## QUESTIONS
1. Write out the passage of the garlic blog post starting with "Catching Up to" and going on through "that feeds you.".
2. Extend the blog post about buying local garlic and produce, picking up after its final sentence.

Friday, August 3, 2012

Catching Up to August

From early April to the end of June I was away doing cooking service first in Vancouver, Canada and then Ulan Baator, Mongolia. The result was extreme exhaustion. Also sadly, something mysterious but debilitating has prevented many activities, including at times going to the farmers' market. But I'm trying and my physical struggle, which may be the result of eating toxic garlic, onions and other produce sent to Mongolia from China--or may not be, makes me want to shout louder and louder: only buy the local food. Shake the hand that feeds you.

I don't care what the local farmers charge for garlic these days: sometimes $2 a head, sometimes $6 a pound. I also like it better if it has a purplish or even gray hue, for that means it's not been toyed with cosmetically. Since it is a bulb that grows in the ground, and is a heavy feeder from the soil around it, garlic is one of the most tainted foods coming out of China where the soils are contaminated with heavy metals, sewage and toxic pesticides. There have even been reports that the Chinese marinate their freshly pulled garlic in formaldehyde to turn it white. American supermarkets are full of garlic from China these days--read those bin labels-- because it's cheaper than what used to come from California where the growers have been decimated. Don't touch it! As my grandmother used to say: you get what you pay for. Garlic has remarkable health properties--all that smelly sulfur at work--but now an equally remarkable chance of destroying your health. That makes cheap garlic very costly.

Beware of anything that grows under the ground because whatever is in the soil it will absorb. That's why leeks, onions, carrots, etc and mushrooms which sprout from the soil all contain trace elements of minerals like iron. Trust your local farmers, even one not certified organic, because if they don't use pesticides--and most at markets these days don't--the soil will be clean.

## EXTRACTED INFORMATION
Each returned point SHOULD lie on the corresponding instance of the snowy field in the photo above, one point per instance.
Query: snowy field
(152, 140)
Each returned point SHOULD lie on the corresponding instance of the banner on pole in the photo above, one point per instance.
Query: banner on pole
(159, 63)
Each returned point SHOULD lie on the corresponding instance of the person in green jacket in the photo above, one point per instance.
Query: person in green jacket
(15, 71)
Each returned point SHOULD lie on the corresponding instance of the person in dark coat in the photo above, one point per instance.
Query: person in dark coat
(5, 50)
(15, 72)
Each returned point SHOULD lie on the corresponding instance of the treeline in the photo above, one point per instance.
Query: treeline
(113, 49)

--

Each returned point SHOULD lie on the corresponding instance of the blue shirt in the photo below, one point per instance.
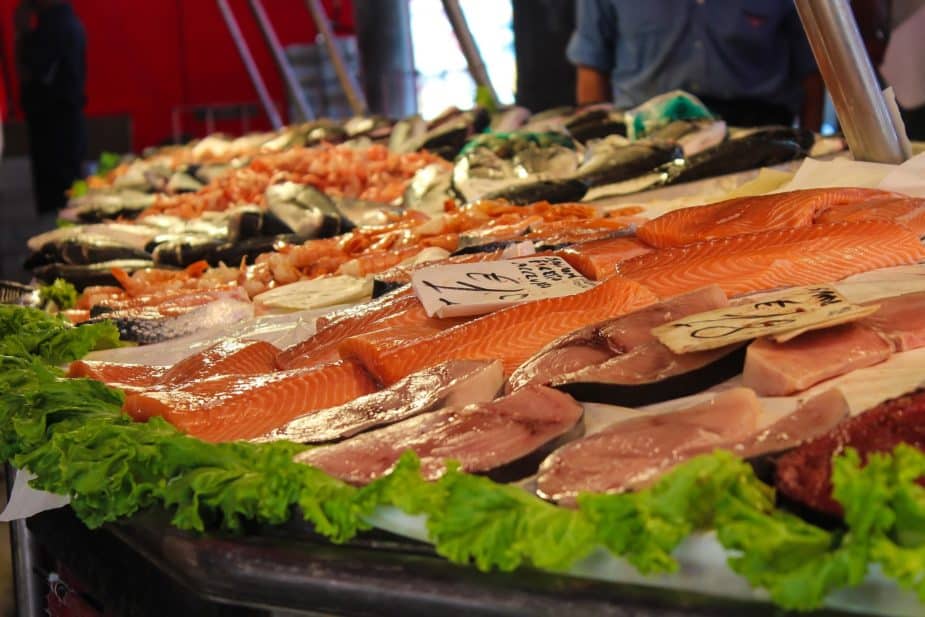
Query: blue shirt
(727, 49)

## RESPONSES BY ITEM NUMBER
1.
Catching Up to August

From early April to the end of June I was away doing cooking service first in Vancouver, Canada and then Ulan Baator, Mongolia. The result was extreme exhaustion. Also sadly, something mysterious but debilitating has prevented many activities, including at times going to the farmers' market. But I'm trying and my physical struggle, which may be the result of eating toxic garlic, onions and other produce sent to Mongolia from China--or may not be, makes me want to shout louder and louder: only buy the local food. Shake the hand that feeds you.

2.
Everything in the East was two weeks early this year so corn, tomatoes and blueberries are nothing new any more. Even the eggplant is here so you can make all the ratatouille you want: all ingredients from garlic and basil to zucchini and onions are on sale now. If you get tired of eating it plain hot or cold, throw it over penne or rigatoni. If you're not vegetarian, chop some spicy sausage or pepperoni in too.

One organic grower, Small Wonders Farm, introduced me to the heritage smoky Paul Robsons, which are blackish red with a bit of green peeking out around the stem. "I like them better than Brandywines," she said, referring to my and many peoples' favorite heirloom. She also had some very tasty almost lookalike Black Krims, but they didn't have the romantic smokiness of the Paul Robsons.

Cleaning out my fridge last week I came upon some languishing Hakuri or Tokyo turnips, sweet enough for salad, and a few baby carrots. So I grated them together into a refreshing slaw dressed with fresh chives, lemon juice and olive oil.

But my main activity, when I have strength, has been to recycle all the unwanted carrot tops, celery leaves, beet greens, pea shells and wilting chard into very useful vegetable broth. I don't have to pay $2.95 for a box any more. I just pile all that refuse into a pot, cover it with water, add salt, cover the pot and boil it on low heat for 30 minutes or so. Once it's cool, I pour it into jars or freezer containers. It's made my rice, farro and ditalini pasta exceptionally tasty. I've even cooked corn in it to give it flavor so I don't rush for butter. There is no need to measure and no way to mess this up, if you simply put in enough water to cover what's in the pot.

And last week, I recycled some raw milk from local farm into incredible yogurt, perfect for all the berries coming off the vines right now. More about that when I have strength again.